REQUIRED ACTION
Return every line below exactly as written.

RECORDS FOR THIS EXERCISE
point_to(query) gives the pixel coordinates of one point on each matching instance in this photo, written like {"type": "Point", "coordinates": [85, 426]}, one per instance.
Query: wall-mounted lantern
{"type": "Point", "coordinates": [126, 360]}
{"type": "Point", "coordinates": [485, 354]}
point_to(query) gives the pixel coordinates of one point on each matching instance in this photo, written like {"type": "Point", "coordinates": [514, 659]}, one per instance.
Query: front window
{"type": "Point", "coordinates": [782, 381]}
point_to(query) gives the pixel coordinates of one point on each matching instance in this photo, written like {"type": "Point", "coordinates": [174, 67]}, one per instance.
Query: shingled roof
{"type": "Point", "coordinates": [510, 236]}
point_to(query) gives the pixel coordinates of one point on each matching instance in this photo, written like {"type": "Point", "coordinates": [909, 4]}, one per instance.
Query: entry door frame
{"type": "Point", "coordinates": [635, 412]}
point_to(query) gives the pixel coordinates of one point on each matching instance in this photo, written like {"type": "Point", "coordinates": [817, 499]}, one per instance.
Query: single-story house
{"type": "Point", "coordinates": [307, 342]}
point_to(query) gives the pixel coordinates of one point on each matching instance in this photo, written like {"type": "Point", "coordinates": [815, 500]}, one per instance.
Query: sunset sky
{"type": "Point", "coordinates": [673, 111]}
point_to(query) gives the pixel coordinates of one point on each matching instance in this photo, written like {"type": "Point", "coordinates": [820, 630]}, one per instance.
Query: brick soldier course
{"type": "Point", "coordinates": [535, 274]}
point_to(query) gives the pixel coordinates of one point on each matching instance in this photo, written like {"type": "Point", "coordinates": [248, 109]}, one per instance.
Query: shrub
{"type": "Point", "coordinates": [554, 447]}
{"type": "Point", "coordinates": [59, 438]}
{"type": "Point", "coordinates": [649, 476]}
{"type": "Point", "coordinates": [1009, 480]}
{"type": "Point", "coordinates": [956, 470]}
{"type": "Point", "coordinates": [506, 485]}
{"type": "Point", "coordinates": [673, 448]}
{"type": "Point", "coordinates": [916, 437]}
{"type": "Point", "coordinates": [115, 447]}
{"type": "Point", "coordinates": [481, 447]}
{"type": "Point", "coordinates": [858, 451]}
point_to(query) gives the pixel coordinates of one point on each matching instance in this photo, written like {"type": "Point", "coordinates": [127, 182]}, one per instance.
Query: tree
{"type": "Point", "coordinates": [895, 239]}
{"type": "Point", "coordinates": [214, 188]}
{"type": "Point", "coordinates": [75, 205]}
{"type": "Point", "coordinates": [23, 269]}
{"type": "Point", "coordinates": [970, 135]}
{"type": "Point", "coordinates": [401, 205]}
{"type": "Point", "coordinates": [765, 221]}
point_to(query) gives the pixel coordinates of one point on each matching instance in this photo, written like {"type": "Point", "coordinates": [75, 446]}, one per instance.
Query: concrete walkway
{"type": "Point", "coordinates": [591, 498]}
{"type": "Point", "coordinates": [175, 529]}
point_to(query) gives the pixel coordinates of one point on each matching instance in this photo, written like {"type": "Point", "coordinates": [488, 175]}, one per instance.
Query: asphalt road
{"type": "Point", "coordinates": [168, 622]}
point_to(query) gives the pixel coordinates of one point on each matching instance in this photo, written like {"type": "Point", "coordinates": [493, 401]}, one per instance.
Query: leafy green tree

TASK OUTPUT
point_to(query) gives the pixel coordinates of one point on each matching instance in this photo, written like {"type": "Point", "coordinates": [85, 426]}, one per instance.
Query: wall-mounted lantern
{"type": "Point", "coordinates": [126, 360]}
{"type": "Point", "coordinates": [485, 354]}
point_to(query) gives the pixel coordinates of one point on each matching instance in this photo, written like {"type": "Point", "coordinates": [514, 659]}, one per instance.
Query: front window
{"type": "Point", "coordinates": [782, 381]}
point_to(query) gives the pixel coordinates of one point on each matching instance in this photo, written like {"type": "Point", "coordinates": [174, 67]}, one per instance.
Query: shingled roof
{"type": "Point", "coordinates": [510, 236]}
point_to(query) gives the pixel coordinates of one point on each matching instance in this photo, written like {"type": "Point", "coordinates": [909, 4]}, one per instance.
Query: entry door frame
{"type": "Point", "coordinates": [635, 412]}
point_to(query) gives the pixel coordinates of one point on each matching instance in this photo, written like {"type": "Point", "coordinates": [817, 499]}, one per instance.
Query: single-story house
{"type": "Point", "coordinates": [307, 342]}
point_to(query) gives the pixel coordinates of one point on each matching instance in this photo, written like {"type": "Point", "coordinates": [815, 500]}, one per instance.
Query: sunset sky
{"type": "Point", "coordinates": [673, 111]}
point_to(query) gives the pixel coordinates of one point on each matching instance in this photo, written like {"type": "Point", "coordinates": [820, 630]}, one per instance.
Query: brick soldier course
{"type": "Point", "coordinates": [535, 274]}
point_to(query) gives the pixel coordinates of one point on each matching instance in this photo, written like {"type": "Point", "coordinates": [248, 109]}, one per instance.
Query: shrub
{"type": "Point", "coordinates": [554, 447]}
{"type": "Point", "coordinates": [59, 438]}
{"type": "Point", "coordinates": [649, 476]}
{"type": "Point", "coordinates": [1009, 480]}
{"type": "Point", "coordinates": [956, 470]}
{"type": "Point", "coordinates": [506, 485]}
{"type": "Point", "coordinates": [673, 448]}
{"type": "Point", "coordinates": [916, 437]}
{"type": "Point", "coordinates": [115, 447]}
{"type": "Point", "coordinates": [481, 447]}
{"type": "Point", "coordinates": [858, 451]}
point_to(query) gives the pixel coordinates of one point on each matching instance in this photo, written like {"type": "Point", "coordinates": [127, 182]}, one per instance.
Query: tree
{"type": "Point", "coordinates": [895, 239]}
{"type": "Point", "coordinates": [214, 188]}
{"type": "Point", "coordinates": [75, 205]}
{"type": "Point", "coordinates": [23, 269]}
{"type": "Point", "coordinates": [970, 135]}
{"type": "Point", "coordinates": [401, 205]}
{"type": "Point", "coordinates": [765, 221]}
point_to(query) gives the pixel coordinates of one point on each matching instance in this photo, written like {"type": "Point", "coordinates": [75, 446]}, one per instance.
Query: concrete walkway
{"type": "Point", "coordinates": [591, 498]}
{"type": "Point", "coordinates": [175, 529]}
point_to(query) gives the pixel coordinates of one point on each matching instance in this photo, written like {"type": "Point", "coordinates": [488, 175]}, one per instance.
Query: asphalt road
{"type": "Point", "coordinates": [168, 622]}
point_to(query) gives the pixel coordinates of one point on each matching instance in this photo, written like {"type": "Point", "coordinates": [493, 401]}, one per instance.
Query: leafy green tree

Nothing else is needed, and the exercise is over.